If parenting is the hardest job in the world then step parenting is close to impossible.
Apart from household and other works, the most difficult thing is disciplining the step child.
As step relationships are usually complicated and loaded with disagreements, it is almost impossible for a step father or mother to refrain from disciplining their step child.
Children who have been through the trauma of divorce test the step parents limits by trying to see how far they can push until the parent is upset or breaks down.
Child testing limit is common in normal parenting also. If you are a step parent, you have to realize that there is a natural boundary between the child, the child’s parents and step parents.
Discipline! If you have a step child who is acting out, it becomes difficult for you to control the child’s misbehaviors. Biological parent must understand and should assist in that situation.
Generally the discipline should come from biological parent and not the step parent. If you wait to become involved in any disciplinary action, it gives time to be included in the children’s thinking.
Bond can be built! It also provides trust and respect to develop. Bond between you and your child can be built. This bond is the necessary base from which discipline works.
Allow the biological parent to take care of disciplining until time and healthy relationship bonds establish between you and step child. If you wait to discipline your step child, it gives time for the child to build a strong relationship with you.
This also helps you to remain in neutral position and you can focus on nurturing issues. Because multi home step families are much more complex than biological families, it is harder to maintain effective child discipline.
When biological parent has hard time saying “no”, you should not take the blame. If you say “no” to your step child, it can create problem between the couple and the small incident can turn into a large argument.
You should be careful and should not run to your spouse to give a detailed report of every minor violation the step child commits. Biological parents can discipline their children without the fear of being rejected by the children.
You are often anxious about the rejection by your step child. If you don’t like the step child or don’t respect the step child, effective discipline becomes hard.
If biological parent is negligent in child’s discipline, it can cause conflicts. This can cause issues and conflicts between you and step child as you feel that you have to apply the rules and discipline.
You feel left-out or unimportant if you are not involved in child-care efforts. Step families should set some rules. These rules make child into a happy and well-adjusted adult as long as they are given respect and love.
Don’t demand respect! Respect should be there from both sides. If you demand respect, you will not get it. Respect can be earned by being consistent and fair with step child.
Consistency is the major factor for any parent. Consistency helps to discipline your step child without losing your step child’s respect.
As a child is sensitive to changes that affect his/her stability, you have to create a safe environment to help the child to go through the changes that come with divorce.

◆ ◆ ◆ ◆ ◆ ◆ ◆

Decide whether each statement agrees with the step-parenting text, answering yes or no and quoting the words of the text that decide it: (a) Discipline should generally come from the step parent rather than the biological parent. (b) Respect can be earned by being consistent and fair with the step child. (c) Multi home step families are simpler than biological families. The lines after this note are separate material and have no connection to the step-parenting text.

→ Exercise data:
◆ ◆ ◆ ◆ ◆ ◆ ◆

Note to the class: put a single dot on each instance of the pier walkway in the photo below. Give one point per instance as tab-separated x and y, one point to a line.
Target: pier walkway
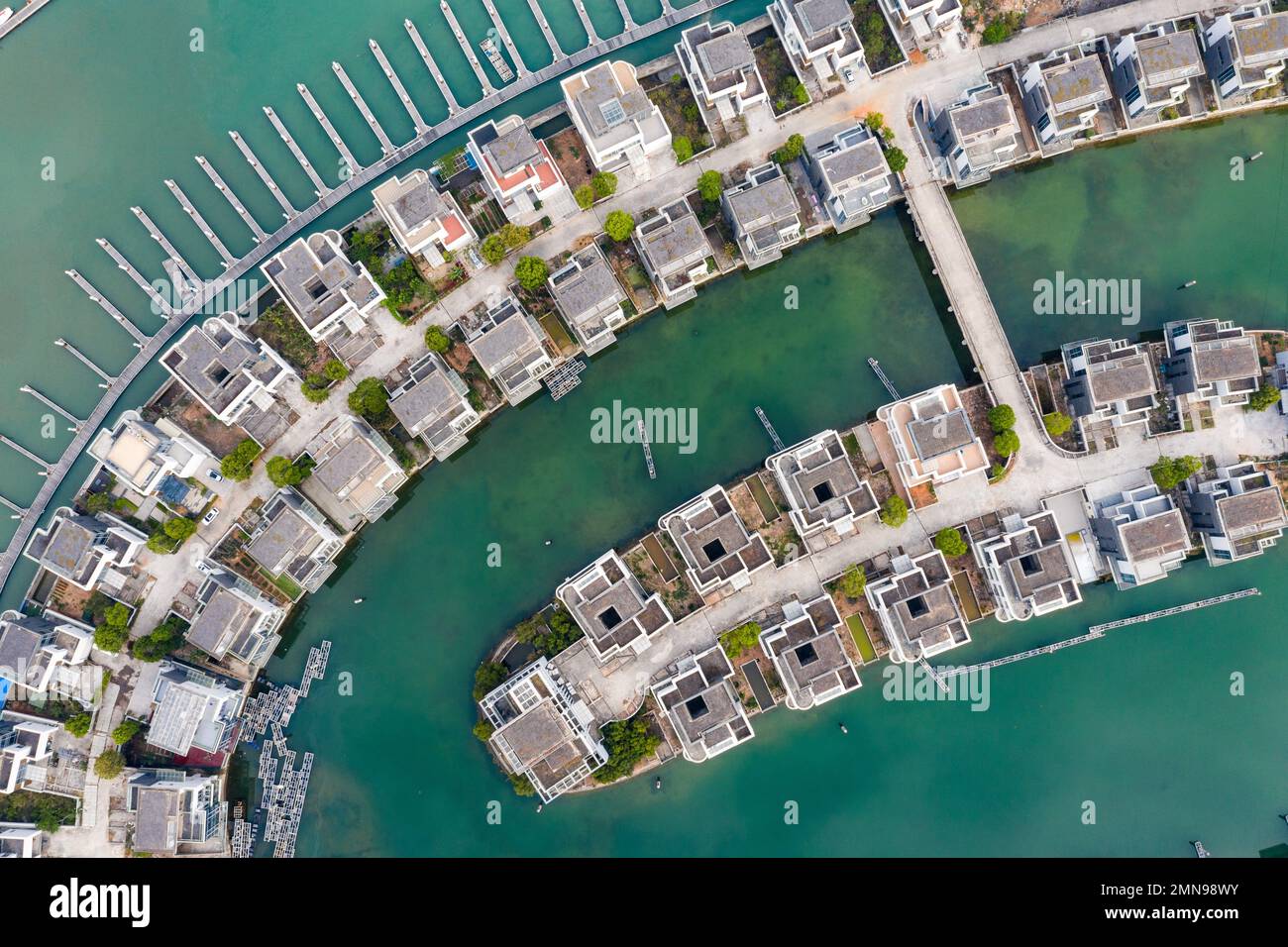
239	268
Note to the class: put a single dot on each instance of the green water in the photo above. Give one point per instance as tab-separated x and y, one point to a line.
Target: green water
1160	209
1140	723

◆ ◆ ◆ ◆ ◆ ◆ ◆

→ Solution to the exercise:
(a) No: "Generally the discipline should come from biological parent and not the step parent."
(b) Yes: "Respect can be earned by being consistent and fair with step child."
(c) No: "Because multi home step families are much more complex than biological families, it is harder to maintain effective child discipline."